■ **ZU ERLEDIGEN**:
Welche Zeilen der Datensätze unten enthalten das Wort „mirror“? Schreib jede dieser Zeilen vollständig ab.

━━━━━━━━

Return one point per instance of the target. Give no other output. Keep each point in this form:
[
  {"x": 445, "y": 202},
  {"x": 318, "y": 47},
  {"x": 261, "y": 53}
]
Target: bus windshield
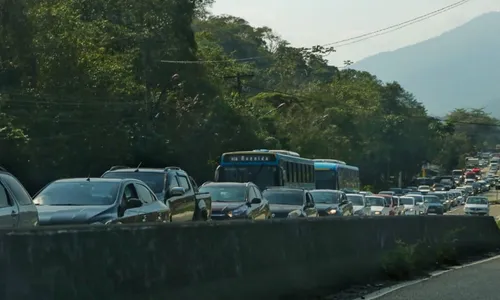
[
  {"x": 326, "y": 180},
  {"x": 263, "y": 176}
]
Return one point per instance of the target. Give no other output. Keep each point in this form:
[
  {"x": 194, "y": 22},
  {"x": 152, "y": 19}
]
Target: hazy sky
[{"x": 316, "y": 22}]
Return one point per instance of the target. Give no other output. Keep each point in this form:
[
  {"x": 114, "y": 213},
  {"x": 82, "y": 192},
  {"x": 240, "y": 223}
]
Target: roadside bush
[
  {"x": 401, "y": 263},
  {"x": 446, "y": 251}
]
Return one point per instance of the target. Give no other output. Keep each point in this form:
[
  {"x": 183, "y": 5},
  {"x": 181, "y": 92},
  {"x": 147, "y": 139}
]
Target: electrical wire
[{"x": 395, "y": 27}]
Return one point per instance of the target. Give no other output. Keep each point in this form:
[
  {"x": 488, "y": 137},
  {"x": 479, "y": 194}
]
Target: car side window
[
  {"x": 309, "y": 199},
  {"x": 251, "y": 193},
  {"x": 172, "y": 181},
  {"x": 257, "y": 192},
  {"x": 4, "y": 198},
  {"x": 184, "y": 182},
  {"x": 130, "y": 192},
  {"x": 144, "y": 194},
  {"x": 20, "y": 193}
]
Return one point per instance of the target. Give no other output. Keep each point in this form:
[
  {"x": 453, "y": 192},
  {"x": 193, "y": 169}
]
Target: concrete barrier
[{"x": 236, "y": 260}]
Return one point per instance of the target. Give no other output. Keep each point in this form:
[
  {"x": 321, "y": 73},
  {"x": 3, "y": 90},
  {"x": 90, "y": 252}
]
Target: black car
[
  {"x": 290, "y": 202},
  {"x": 99, "y": 201},
  {"x": 433, "y": 205},
  {"x": 173, "y": 186},
  {"x": 332, "y": 203},
  {"x": 234, "y": 200}
]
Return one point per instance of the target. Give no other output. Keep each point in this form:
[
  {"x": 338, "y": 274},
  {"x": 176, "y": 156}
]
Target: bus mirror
[{"x": 216, "y": 176}]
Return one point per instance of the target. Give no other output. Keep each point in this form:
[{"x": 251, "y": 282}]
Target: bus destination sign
[{"x": 249, "y": 158}]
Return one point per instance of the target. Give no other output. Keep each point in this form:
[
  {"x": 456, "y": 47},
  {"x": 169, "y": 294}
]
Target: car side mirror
[
  {"x": 177, "y": 191},
  {"x": 256, "y": 201},
  {"x": 133, "y": 203}
]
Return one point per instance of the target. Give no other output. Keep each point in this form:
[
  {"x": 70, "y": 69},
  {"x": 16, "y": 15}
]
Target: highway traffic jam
[{"x": 257, "y": 184}]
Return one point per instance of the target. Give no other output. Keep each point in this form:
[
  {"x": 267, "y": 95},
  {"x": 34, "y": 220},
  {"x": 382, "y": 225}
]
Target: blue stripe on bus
[
  {"x": 249, "y": 163},
  {"x": 332, "y": 166}
]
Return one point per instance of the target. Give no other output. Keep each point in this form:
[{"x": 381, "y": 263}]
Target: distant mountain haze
[{"x": 458, "y": 69}]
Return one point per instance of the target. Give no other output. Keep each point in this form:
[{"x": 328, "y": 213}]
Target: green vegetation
[
  {"x": 89, "y": 84},
  {"x": 409, "y": 260}
]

━━━━━━━━

■ **LÖSUNG**:
Target: bus mirror
Target: car side mirror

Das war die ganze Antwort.